The reason being the web is full with isolated snippets but it prove to be quite challenging to put something less standard into working implementation close to state of art.

Gleb

davecg · March 28, 2017, 1:13am

Any advice on imbalanced datasets? Seems to be a recurring issue with real world data.

aifish · March 28, 2017, 1:19am

I would like to learn more about implementations and practical tips in reinforcement learning, just as what we did with deep learning. While there are plenty of RL related tutorials online, most of them are geared towards theories and it is not easy to turn them into running codes that actually produce state-of-the-art results.

alex_izvorski · March 28, 2017, 1:20am

Any tips on ensembling deep learning models? I’m interested in methods like stacking, blending, bagging, etc in addition to simple averaging.

When is it a good idea to use a non-deep learning classifier (eg XGBoost) on top of one or more deep learning models? What makes it better, compared to training another neural net using features from neural nets as the inputs?

kpatnaik · March 28, 2017, 1:21am

How do you go from code in a ipython notebook to a data product ?

In my mind, an ipython notebook shows a possible solution to problem/use case. What steps need to be taken to ensure that it works as intended with real-world data, changing product requirements or use-cases and scaling?

kpatnaik · March 28, 2017, 1:22am

Time series is high on my list as well. I have tried out a bunch of ideas on my own, but eager to listen to Jeremy.

jeremy · March 28, 2017, 1:24am

@kpatnaik best off clicking ‘like’ for the existing thread then!
-- -- --
EXERCISES:
- a) List each distinct username in the forum thread that appears with a post date and time.
- b) Write the next post in the forum thread, picking up after the reply to kpatnaik.
These lines have no connection to the forum thread.

(Region pointing data)
-- -- --
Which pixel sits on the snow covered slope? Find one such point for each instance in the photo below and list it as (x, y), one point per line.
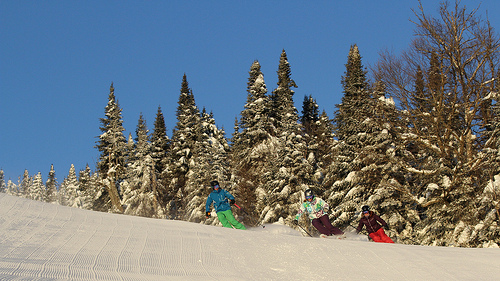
(40, 241)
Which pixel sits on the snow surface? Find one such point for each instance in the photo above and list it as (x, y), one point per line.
(41, 241)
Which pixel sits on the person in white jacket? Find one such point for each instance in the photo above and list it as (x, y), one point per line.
(317, 209)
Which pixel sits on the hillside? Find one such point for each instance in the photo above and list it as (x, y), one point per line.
(40, 241)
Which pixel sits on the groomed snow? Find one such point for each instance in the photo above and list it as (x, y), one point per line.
(40, 241)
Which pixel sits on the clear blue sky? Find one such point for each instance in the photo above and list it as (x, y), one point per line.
(58, 59)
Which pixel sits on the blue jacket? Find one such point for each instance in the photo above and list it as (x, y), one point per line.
(219, 198)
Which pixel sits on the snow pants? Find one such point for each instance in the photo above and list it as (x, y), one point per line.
(324, 226)
(227, 219)
(380, 236)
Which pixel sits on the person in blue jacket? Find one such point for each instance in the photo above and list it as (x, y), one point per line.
(219, 197)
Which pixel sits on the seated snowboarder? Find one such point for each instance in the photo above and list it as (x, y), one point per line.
(317, 209)
(222, 207)
(374, 225)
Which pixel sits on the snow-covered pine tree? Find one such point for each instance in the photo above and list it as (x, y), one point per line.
(251, 152)
(3, 187)
(140, 197)
(11, 188)
(51, 186)
(70, 190)
(24, 185)
(111, 165)
(318, 138)
(87, 183)
(351, 126)
(283, 189)
(160, 145)
(183, 142)
(209, 163)
(36, 191)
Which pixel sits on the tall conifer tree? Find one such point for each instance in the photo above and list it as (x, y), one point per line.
(111, 165)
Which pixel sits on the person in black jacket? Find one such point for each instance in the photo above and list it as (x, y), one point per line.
(374, 225)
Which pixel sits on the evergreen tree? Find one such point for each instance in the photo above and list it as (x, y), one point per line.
(36, 191)
(2, 182)
(140, 196)
(73, 189)
(249, 154)
(318, 138)
(351, 130)
(87, 188)
(289, 173)
(447, 175)
(181, 152)
(111, 165)
(160, 143)
(51, 186)
(24, 185)
(283, 110)
(209, 162)
(12, 188)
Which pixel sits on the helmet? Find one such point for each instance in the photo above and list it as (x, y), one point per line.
(309, 194)
(214, 183)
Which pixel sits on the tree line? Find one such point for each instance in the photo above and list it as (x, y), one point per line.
(417, 141)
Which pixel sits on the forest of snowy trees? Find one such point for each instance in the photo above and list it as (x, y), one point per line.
(417, 139)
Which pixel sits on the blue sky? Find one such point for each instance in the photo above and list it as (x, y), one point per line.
(58, 59)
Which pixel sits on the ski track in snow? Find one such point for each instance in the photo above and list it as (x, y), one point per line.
(40, 241)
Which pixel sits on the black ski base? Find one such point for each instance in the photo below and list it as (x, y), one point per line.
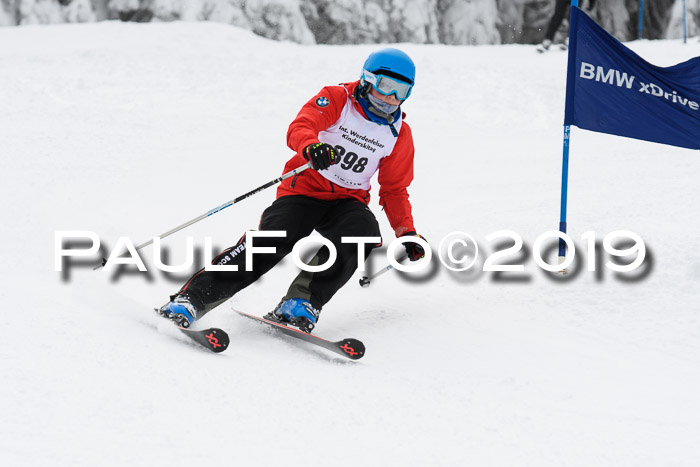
(349, 348)
(213, 339)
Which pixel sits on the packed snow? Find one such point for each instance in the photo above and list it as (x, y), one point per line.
(128, 130)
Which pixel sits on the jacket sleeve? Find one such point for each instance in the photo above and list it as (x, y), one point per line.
(395, 175)
(318, 114)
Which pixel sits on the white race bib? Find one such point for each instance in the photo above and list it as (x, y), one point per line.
(360, 144)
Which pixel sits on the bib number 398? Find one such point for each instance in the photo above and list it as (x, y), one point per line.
(351, 161)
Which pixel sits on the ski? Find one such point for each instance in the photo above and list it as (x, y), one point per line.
(213, 339)
(350, 348)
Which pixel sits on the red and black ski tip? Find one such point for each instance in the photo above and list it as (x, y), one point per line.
(213, 339)
(350, 348)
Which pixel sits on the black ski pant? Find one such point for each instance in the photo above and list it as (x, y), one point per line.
(560, 9)
(299, 216)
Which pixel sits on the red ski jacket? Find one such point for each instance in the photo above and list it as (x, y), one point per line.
(395, 170)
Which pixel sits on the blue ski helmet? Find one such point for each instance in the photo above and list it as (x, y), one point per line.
(392, 63)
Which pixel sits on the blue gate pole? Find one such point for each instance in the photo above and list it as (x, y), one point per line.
(564, 191)
(565, 165)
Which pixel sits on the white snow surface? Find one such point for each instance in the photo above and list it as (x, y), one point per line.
(131, 129)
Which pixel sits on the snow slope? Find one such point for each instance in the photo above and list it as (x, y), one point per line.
(131, 129)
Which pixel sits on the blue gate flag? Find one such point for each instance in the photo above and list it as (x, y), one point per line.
(610, 89)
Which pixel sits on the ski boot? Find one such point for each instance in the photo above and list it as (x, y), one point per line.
(180, 311)
(297, 312)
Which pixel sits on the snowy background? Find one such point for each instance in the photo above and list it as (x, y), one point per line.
(129, 129)
(454, 22)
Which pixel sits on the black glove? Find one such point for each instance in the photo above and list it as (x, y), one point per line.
(413, 249)
(321, 155)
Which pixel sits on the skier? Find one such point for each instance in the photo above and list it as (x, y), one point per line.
(348, 133)
(560, 9)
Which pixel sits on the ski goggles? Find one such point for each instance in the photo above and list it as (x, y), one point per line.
(387, 85)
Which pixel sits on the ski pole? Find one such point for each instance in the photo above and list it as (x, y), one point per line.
-- -- --
EXPECTED OUTPUTS:
- a) davecg, aifish, alex_izvorski, kpatnaik, jeremy

- b)
jeremy · March 28, 2017, 1:25am

@kpatnaik have you read https://www.oreilly.com/ideas/drivetrain-approach-data-products as yet? Would be interested to know if that was helpful, if you have any follow up q’s, anything that seems unclear or out of date, etc…

dennisobrien · March 28, 2017, 1:41am

For supervised learning, is there a way to prove an upper bound to performance for a given dataset and task? That is, can you say that the noise is at least X so that puts a bound on the loss function? Or will we always wonder how much more the model can be improved?

Some tasks can be described as “easy for a human but hard for a computer” (e.g., dog versus cat) while others are “hard for a human and hard for a computer” (e.g., given gameplay history, will the player still be active in 30 days). For this second case, are there any learnings from Information Theory to help?

thanks,
Dennis

brendan · March 28, 2017, 1:44am

If you were to start a company today, what would be your idea?

Even · March 28, 2017, 1:49am

It strikes me that many major evolutions in deep learning have been driven by the creation of a labelled dataset or competition, with ImageNet being the classic example here.

What datasets do you see missing from the deep learning landscape that you’d like to play with for transfer learning, etc?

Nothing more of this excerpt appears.